### Page
begin

The Botts! A Random Legacy Challenge: 1.2

Feb 10, 2012 17:11




WARNINGS: Language, adult themes, and babies. Loads of ‘em.

Last time on The Botts! A Random Legacy Challenge:
Norma joined the military. Harvey wrote his first Sci-Fi novel. The couple adopted Archer, a mixed kitten that looks an awful lot like a Siamese. He proceeded to chase Harvey around the house and threaten him for salmon flavored treats. Norma worked on her athletic skill. The Botts finally saved up enough money to afford a child, and as a result, Norma became pregnant. She then attempted to have her second weekly fight in a bar but was thwarted by the fact that she was pregnant. Onward!




We begin this chapter with a newly-pregnant Norma coddling her first baby.

end

### Data lines
begin

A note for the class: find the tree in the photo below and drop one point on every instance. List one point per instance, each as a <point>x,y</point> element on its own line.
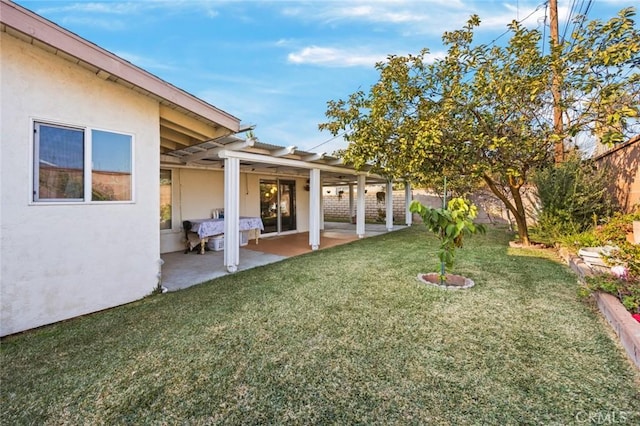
<point>482,113</point>
<point>599,66</point>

end

### What this exercise asks
- A) In the Botts legacy challenge post, what did Harvey write?
- B) Copy out the Botts legacy challenge post from "WARNINGS: Language, adult" to "was pregnant. Onward!".

### Response list
- A) His first Sci-Fi novel.

- B)
WARNINGS: Language, adult themes, and babies. Loads of ‘em.

Last time on The Botts! A Random Legacy Challenge:
Norma joined the military. Harvey wrote his first Sci-Fi novel. The couple adopted Archer, a mixed kitten that looks an awful lot like a Siamese. He proceeded to chase Harvey around the house and threaten him for salmon flavored treats. Norma worked on her athletic skill. The Botts finally saved up enough money to afford a child, and as a result, Norma became pregnant. She then attempted to have her second weekly fight in a bar but was thwarted by the fact that she was pregnant. Onward!